===== DATA FOR THIS TASK =====
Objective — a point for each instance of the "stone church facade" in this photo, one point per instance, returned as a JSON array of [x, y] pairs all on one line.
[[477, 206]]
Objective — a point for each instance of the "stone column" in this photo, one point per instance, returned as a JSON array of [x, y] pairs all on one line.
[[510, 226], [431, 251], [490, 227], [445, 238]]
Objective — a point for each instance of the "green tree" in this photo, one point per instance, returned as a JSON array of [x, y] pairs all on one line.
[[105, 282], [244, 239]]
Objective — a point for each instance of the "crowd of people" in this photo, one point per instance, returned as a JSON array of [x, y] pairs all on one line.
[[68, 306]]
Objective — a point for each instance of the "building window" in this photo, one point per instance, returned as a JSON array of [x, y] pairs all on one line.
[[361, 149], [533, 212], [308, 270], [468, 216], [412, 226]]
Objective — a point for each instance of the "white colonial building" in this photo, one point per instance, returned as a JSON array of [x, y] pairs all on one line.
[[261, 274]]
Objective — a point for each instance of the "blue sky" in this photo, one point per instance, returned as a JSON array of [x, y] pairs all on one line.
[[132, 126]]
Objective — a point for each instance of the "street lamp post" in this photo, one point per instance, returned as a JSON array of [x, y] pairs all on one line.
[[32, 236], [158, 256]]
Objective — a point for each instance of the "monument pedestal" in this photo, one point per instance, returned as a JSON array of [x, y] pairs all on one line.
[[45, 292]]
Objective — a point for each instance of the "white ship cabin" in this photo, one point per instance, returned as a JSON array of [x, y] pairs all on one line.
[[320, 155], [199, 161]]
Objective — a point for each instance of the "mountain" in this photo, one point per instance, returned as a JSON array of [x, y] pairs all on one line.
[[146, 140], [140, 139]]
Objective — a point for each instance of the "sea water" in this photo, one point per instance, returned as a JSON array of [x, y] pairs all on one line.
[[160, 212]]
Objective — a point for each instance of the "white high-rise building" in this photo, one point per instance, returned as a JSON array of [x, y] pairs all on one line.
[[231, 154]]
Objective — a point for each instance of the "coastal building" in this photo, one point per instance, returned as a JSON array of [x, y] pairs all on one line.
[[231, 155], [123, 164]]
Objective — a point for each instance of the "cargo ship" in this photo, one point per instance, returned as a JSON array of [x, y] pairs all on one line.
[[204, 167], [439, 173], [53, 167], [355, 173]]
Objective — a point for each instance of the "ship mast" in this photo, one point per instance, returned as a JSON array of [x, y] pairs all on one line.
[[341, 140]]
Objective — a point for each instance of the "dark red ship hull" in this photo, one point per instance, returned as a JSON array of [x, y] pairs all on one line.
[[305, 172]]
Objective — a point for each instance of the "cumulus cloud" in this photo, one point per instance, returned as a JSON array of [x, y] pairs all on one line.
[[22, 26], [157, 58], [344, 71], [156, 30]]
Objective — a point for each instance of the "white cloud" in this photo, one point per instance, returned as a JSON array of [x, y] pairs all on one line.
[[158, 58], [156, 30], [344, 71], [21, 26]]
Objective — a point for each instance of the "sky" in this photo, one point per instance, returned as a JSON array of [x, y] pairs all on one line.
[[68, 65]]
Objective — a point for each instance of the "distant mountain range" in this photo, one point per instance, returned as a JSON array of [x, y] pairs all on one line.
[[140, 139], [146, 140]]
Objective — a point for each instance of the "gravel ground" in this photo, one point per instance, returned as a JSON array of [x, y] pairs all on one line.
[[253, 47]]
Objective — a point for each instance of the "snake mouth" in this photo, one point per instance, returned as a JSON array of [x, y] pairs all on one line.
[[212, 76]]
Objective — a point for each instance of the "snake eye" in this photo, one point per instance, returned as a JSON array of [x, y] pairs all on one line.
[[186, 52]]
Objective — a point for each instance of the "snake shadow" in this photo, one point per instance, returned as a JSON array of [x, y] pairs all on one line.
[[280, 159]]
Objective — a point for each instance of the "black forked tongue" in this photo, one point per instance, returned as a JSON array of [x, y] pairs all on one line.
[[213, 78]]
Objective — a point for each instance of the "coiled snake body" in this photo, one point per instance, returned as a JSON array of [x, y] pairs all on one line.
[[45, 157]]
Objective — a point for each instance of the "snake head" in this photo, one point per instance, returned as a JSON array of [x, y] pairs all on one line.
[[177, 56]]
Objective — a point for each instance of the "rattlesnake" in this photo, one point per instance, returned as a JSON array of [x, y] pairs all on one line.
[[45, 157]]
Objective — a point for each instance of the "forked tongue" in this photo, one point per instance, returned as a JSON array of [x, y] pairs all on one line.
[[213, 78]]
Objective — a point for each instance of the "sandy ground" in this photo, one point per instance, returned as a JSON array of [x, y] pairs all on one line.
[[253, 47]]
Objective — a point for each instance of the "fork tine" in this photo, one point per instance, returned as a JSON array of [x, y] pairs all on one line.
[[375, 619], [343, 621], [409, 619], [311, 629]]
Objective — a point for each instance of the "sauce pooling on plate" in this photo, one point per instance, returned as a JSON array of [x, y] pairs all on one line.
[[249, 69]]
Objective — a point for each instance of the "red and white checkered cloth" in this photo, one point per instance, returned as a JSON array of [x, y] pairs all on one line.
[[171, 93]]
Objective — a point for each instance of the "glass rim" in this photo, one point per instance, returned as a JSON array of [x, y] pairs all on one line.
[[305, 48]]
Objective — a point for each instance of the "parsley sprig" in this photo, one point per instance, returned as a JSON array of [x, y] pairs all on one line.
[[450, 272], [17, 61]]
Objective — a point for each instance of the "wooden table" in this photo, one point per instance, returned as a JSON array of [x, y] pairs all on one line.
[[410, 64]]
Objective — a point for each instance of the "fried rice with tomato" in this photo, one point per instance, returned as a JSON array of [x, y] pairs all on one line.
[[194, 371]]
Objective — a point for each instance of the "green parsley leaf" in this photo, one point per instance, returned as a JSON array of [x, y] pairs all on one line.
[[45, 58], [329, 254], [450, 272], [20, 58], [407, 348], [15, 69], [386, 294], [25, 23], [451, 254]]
=====
Exactly as written above, reproduce all of the entries.

Objective — a point for each instance of the "stone church facade" in this photo, one point per instance, returned as a JSON array of [x, y] pairs all on one line.
[[477, 206]]
Objective — a point for each instance of the "stone column" in this photo, one point per instance, returned as a JSON array of [x, y] pairs all on one line.
[[510, 226], [431, 251], [490, 227], [445, 238]]
Objective — a point for each instance of the "green tree" in this photo, one point per instance, returned as a JSON array of [x, y] pairs all on one line.
[[105, 282], [244, 239]]
Objective — a point for each instance of the "crowd of people" in this photo, one point per instance, returned as a JSON array of [x, y] pairs all on one line.
[[68, 306]]
Objective — a point for each instance of the "building window" in this photo, one point per instance, returned as a JSON array of [x, y] pairs all on one line.
[[361, 149], [533, 212], [308, 270], [468, 216], [412, 226]]
Objective — a point for each instance of the "white colonial building" in this photo, one point per instance, returned as a JSON array of [x, y] pairs all on one line.
[[261, 274]]
Objective — a point for each instance of the "blue sky" in this photo, one point per instance, returned as a JSON array of [x, y] pairs all on one line.
[[132, 126]]
Objective — a point for each instance of the "street lamp post" in this photo, one point per instance, returned as a JSON array of [x, y] pairs all on one line.
[[32, 236], [158, 256]]
Objective — a point for each instance of the "monument pedestal" in this photo, one point per instance, returned as a JSON array of [x, y] pairs all on one line.
[[45, 292]]
Objective — a point for each instance of the "white ship cabin" in this photo, one point per instance, returned as a JSON array of [x, y] pairs all on one line.
[[320, 155], [199, 161]]
Objective — a point for each instance of the "mountain" in this photo, one point per instance, returned as a JSON array of [x, y] pairs all on one line.
[[146, 140], [140, 139]]
Objective — a point for each instance of the "sea water" in this photo, one point per instance, returned as a JSON array of [x, y] pairs all on one line.
[[160, 212]]
Objective — a point for each instance of the "white high-rise building" in this photo, one point per instance, returned as a JSON array of [x, y] pairs all on one line.
[[231, 154]]
Objective — a point for each instance of the "coastal building" in this photo, one point per instance, returned as a JSON array of [x, y] pairs all on one line.
[[231, 155], [123, 164]]
Objective — a point for each instance of the "cargo ship" in this photo, one point per instance, returned as a JSON array of [x, y] pairs all on one line.
[[204, 167], [439, 173], [53, 167], [355, 173]]
Objective — a point for each instance of the "ship mast" in this photo, one point per instance, returned as a JSON array of [x, y] pairs all on one line.
[[341, 140]]
Objective — a point for each instance of the "dark red ship hull" in this photo, one point per instance, returned as a JSON array of [x, y] pairs all on one line.
[[305, 172]]
Objective — a point for each instance of the "cumulus cloud" in this photo, one point per instance, returned as a JSON array of [x, y] pairs all on one line.
[[22, 26], [157, 58], [344, 71], [156, 30]]
Objective — a point for each instance of the "white cloud" in this photo, one point per instance, returned as a JSON array of [x, y] pairs all on one line.
[[158, 58], [156, 30], [344, 71], [21, 26]]
Objective — a point for each instance of the "sky" in this photo, one point per instance, returned as a JSON array of [x, y] pairs all on one line.
[[68, 65]]
Objective — a point for each instance of the "distant mountain range" in this photo, one point per instance, returned as a JSON array of [x, y] pairs all on one line.
[[140, 139], [146, 140]]
Objective — a point for each instance of the "gravel ground" in this photo, one point per instance, returned as a JSON array of [x, y] pairs all on one line.
[[253, 47]]
Objective — a point for each instance of the "snake mouth" in this photo, one point per instance, returned as a JSON array of [x, y] pairs all on one line.
[[212, 76]]
Objective — a point for each instance of the "snake eye" in this photo, one point per instance, returned as a JSON array of [x, y] pairs all on one line.
[[186, 52]]
Objective — a point for each instance of the "snake shadow" in this photo, one point per instance, returned as a JSON array of [x, y] pairs all on one line.
[[280, 159]]
Objective — a point for each instance of the "black forked tongue" in this photo, one point per instance, returned as a JSON array of [x, y] pairs all on one line.
[[213, 78]]
Objective — a point for each instance of the "coiled snake body" in this photo, one point per instance, returned as a JSON array of [x, y] pairs all on one line.
[[45, 157]]
Objective — a point for each instance of the "snake head" in this photo, one point per instance, returned as a JSON array of [x, y] pairs all on one line.
[[177, 56]]
Objective — a point for each instance of the "rattlesnake" in this photo, one point per instance, returned as a JSON array of [x, y] pairs all on one line.
[[45, 157]]
Objective — a point for each instance of the "forked tongue" in this photo, one point per instance, returned as a JSON array of [x, y] pairs all on one line.
[[213, 78]]
Objective — a point for each instance of the "sandy ground" in this photo, one point per instance, returned as a JSON array of [x, y] pairs all on one line.
[[253, 47]]
Objective — a point for each instance of the "fork tine" in this photo, one point per instance, returned as a JSON array of [x, y] pairs all on one line.
[[375, 619], [343, 621], [409, 619], [311, 629]]
Objective — a point for each instance of the "sauce pooling on plate" in this photo, one point per instance, returned as a JSON array of [x, y] pairs all on one line.
[[249, 69]]
Objective — a point for each instance of the "red and white checkered cloth" in this photo, one point per instance, returned as a JSON array of [x, y] pairs all on one line.
[[171, 93]]
Objective — a point for each instance of the "glass rim" in this photo, one point per instance, returned as a JSON array of [x, y] pairs all on one line.
[[305, 48]]
Objective — a point for each instance of the "parsley sprig" in this photo, one point per instance, returned as a JSON array of [x, y] pairs all on one line.
[[450, 272], [17, 61]]
Objective — a point for each instance of the "wooden table" in this photo, one point per instance, returned as a JSON array of [x, y] pairs all on one line.
[[410, 64]]
Objective — a point for each instance of the "fried rice with tomato" in this photo, one point per instance, returned as a JSON array of [x, y] pairs all on one line.
[[194, 371]]
Objective — a point for each instance of the "green parsley leaf" in this photo, one point per instance, returned as a JSON array of [x, y] pairs all on one line.
[[45, 58], [329, 254], [450, 272], [20, 58], [407, 348], [15, 69], [386, 294], [25, 23], [451, 254]]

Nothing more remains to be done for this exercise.